Brief 1: Rewrite the records from the line with "Pick out every instance of the person" through the end of the records, switching "person" to "pedestrian" and leaving everything else unchanged.

SDGs, data and capacity development: Perspectives from a Small Island Developing State

Keynote Address by Prime Minister of Grenada, Dr. the Rt. Hon. Keith C. Mitchell at the Paris21 Annual Board Meeting held on April 5-6, 2017

"Today, statistics has become an indispensable tool in the democratic process of countries, in all facets of society and in the development of sectors and industry in the economy. Because of the increasing use of statistics in many areas of our lives, it has become very desirable to understand and practise statistical thinking. It is about improving the lives of people."


                                                                                  Keynote Address 


It is indeed a great privilege today, to address you, my sisters and brothers in Statistics. I believe that we are more than just mere colleagues but a family of statisticians related by common goals, standards, procedures, frameworks and the principles that we are all governed by and to which we adhere. 

I would like to express my deepest gratitude to PARIS21 for having me as a board member and for facilitating my participation at this important meeting.

Being recently appointed as Chairman of the United Nations Small Island Developing States (SIDS), having been serving as the Prime Minister with responsibility for Science and Technology in CARICOM and working as a professional statistician in another lifetime I can certainly appreciate some of the issues with which you are confronted. Part of my legacy during my tenure as Prime Minister is to advocate for statistics in general, so that more attention is given to it; but more specifically, to help transform statistics in Grenada and in SIDS in ways that would meet ever-increasing demands.

Stored data:
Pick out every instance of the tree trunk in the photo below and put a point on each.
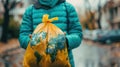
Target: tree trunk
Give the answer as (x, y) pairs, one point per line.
(5, 22)
(99, 17)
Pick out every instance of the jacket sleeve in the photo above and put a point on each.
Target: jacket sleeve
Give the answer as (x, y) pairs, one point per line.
(26, 28)
(74, 36)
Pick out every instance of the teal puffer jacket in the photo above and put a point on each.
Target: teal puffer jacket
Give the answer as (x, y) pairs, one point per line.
(33, 16)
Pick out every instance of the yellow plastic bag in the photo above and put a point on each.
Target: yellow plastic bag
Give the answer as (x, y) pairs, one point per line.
(47, 47)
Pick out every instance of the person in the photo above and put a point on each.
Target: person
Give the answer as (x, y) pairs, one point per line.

Brief 2: According to the keynote address, what body had the speaker recently been appointed to chair?

Result 1:
Pick out every instance of the pedestrian in the photo above and put a point on each.
Target: pedestrian
Give the answer as (x, y) pairs, one point per line.

Result 2: The United Nations Small Island Developing States (SIDS).